Your objective.
Type out the data below in its entirety, exactly as given.

(Items from a data source)
────────────────
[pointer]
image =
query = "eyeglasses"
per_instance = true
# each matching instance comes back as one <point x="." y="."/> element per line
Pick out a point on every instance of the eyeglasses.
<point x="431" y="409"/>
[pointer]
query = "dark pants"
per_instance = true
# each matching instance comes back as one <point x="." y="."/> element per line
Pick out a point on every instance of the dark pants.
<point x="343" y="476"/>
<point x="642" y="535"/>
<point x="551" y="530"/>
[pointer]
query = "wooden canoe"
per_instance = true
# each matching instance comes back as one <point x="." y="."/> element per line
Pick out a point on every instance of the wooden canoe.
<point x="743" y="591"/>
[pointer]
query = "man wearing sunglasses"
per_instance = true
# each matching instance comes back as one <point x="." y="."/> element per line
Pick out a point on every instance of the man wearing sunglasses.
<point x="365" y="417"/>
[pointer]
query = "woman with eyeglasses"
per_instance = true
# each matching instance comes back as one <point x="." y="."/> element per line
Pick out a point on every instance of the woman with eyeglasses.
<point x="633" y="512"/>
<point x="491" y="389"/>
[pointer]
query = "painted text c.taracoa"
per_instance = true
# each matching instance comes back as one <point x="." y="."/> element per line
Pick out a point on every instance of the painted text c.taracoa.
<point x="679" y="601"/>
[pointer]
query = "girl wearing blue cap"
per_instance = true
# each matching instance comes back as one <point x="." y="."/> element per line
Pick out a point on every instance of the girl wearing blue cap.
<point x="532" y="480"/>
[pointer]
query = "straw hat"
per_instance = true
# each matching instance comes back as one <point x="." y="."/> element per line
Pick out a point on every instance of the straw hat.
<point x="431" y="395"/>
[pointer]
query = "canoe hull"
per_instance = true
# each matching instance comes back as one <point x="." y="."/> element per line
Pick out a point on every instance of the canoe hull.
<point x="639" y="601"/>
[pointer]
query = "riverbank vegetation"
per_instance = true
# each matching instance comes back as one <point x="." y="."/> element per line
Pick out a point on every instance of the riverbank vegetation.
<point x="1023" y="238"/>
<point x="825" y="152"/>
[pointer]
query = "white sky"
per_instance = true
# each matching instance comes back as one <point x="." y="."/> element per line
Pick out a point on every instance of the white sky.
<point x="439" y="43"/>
────────────────
Exercise output.
[pointer]
image =
query = "eyeglasses"
per_instance = true
# each matching instance comes back as one <point x="." y="."/> element per line
Pick out a point on every instance of the eyeglasses.
<point x="431" y="409"/>
[pointer]
query = "dark pants"
per_instance = true
# each matching instance comes back as one <point x="." y="."/> element per line
Pick out a point on every instance of the dark pants.
<point x="343" y="476"/>
<point x="642" y="535"/>
<point x="551" y="530"/>
[pointer]
query = "wooden canoe"
per_instance = true
# each matching instance comes back as one <point x="." y="."/> element per line
Pick out a point on every instance of the wooden canoe.
<point x="743" y="591"/>
[pointer]
query = "man wearing sunglasses"
per_instance = true
# each matching instance comes back as one <point x="." y="."/> element per line
Pick out a point on every instance of the man wearing sunglasses.
<point x="365" y="417"/>
[pointer]
query = "woman with eyeglasses"
per_instance = true
# each matching instance comes back as one <point x="." y="."/> element per line
Pick out a point on every instance of the woman with eyeglasses.
<point x="633" y="512"/>
<point x="491" y="389"/>
[pointer]
query = "painted text c.taracoa"
per_instance = true
# each matching instance comes back as one <point x="." y="."/> element per line
Pick out a point on every instance of the painted text c.taracoa.
<point x="679" y="601"/>
[pointer]
query = "girl wearing blue cap"
per_instance = true
# each matching instance comes back as one <point x="." y="."/> element per line
Pick out a point on every instance of the girl wearing blue cap.
<point x="532" y="480"/>
[pointer]
query = "straw hat"
per_instance = true
# each matching instance comes back as one <point x="." y="."/> element per line
Pick out a point on every instance of the straw hat.
<point x="431" y="395"/>
[pointer]
query = "canoe hull"
per_instance = true
# each matching instance comes back as one <point x="." y="."/> element per line
Pick out a point on every instance of the canoe hull.
<point x="639" y="601"/>
[pointer]
query = "riverbank vegetation"
per_instance = true
# each matching instance comes back as one <point x="." y="."/> element per line
Pick out a point on every instance of the riverbank vegetation.
<point x="1023" y="238"/>
<point x="825" y="152"/>
[pointer]
query = "white sky"
per_instance = true
# each matching instance comes back as one <point x="." y="."/> element per line
Pick out a point on every instance of the white sky.
<point x="439" y="43"/>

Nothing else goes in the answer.